▼

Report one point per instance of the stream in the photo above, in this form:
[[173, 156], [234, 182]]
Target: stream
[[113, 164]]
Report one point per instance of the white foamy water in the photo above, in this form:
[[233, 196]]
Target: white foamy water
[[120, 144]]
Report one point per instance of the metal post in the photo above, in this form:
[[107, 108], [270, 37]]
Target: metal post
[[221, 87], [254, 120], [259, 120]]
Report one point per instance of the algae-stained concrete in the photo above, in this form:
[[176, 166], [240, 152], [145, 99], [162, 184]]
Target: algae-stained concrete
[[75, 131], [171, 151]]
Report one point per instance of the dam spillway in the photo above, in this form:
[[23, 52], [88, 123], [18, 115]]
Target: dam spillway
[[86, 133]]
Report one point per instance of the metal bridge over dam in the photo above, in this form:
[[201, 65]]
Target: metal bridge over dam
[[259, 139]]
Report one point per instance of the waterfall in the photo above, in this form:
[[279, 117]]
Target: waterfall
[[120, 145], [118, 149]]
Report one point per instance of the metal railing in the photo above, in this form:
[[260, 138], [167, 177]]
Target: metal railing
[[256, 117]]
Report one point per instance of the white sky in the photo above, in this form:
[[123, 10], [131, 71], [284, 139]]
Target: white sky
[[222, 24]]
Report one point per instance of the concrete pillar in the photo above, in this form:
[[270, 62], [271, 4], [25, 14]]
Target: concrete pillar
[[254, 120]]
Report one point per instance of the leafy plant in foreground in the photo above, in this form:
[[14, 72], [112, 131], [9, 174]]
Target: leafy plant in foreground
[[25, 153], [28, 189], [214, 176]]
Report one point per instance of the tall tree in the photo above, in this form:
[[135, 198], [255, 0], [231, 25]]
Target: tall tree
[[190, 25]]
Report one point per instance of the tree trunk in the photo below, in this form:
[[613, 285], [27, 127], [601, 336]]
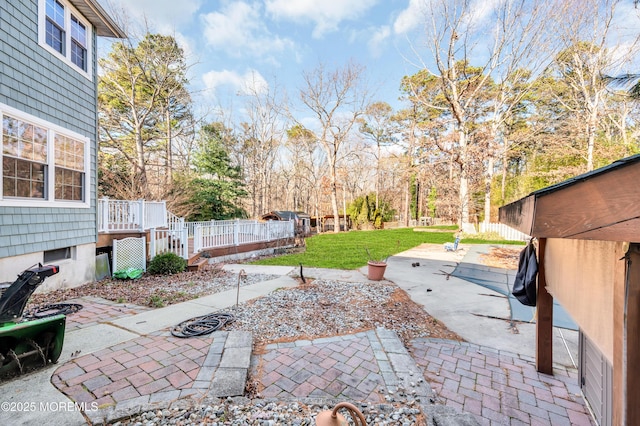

▲

Requirements
Begin at the line that has "Report one point per instance of the concrete" and copy the records through to their end, putting "Label" wherever "Target" appears and changing nothing else. Leave the pictures out.

Task response
Report one point per instance of the concrete pillar in the photo above, in this form:
[[270, 62], [271, 4], [25, 14]]
Label: concrete pillar
[[254, 120]]
Report one point per instance of the leafy plant in foreground in the photo above, in this form:
[[14, 72], [112, 131], [9, 174]]
Label: leafy plant in foreground
[[25, 153], [28, 189], [214, 176]]
Report one point per instance of the tall tree in the photo above, in this form:
[[135, 198], [255, 0], [231, 25]]
Label: tall tree
[[190, 25]]
Report one point per instance of the tree trunk in the photo below, in this form:
[[613, 285], [27, 127], [601, 336]]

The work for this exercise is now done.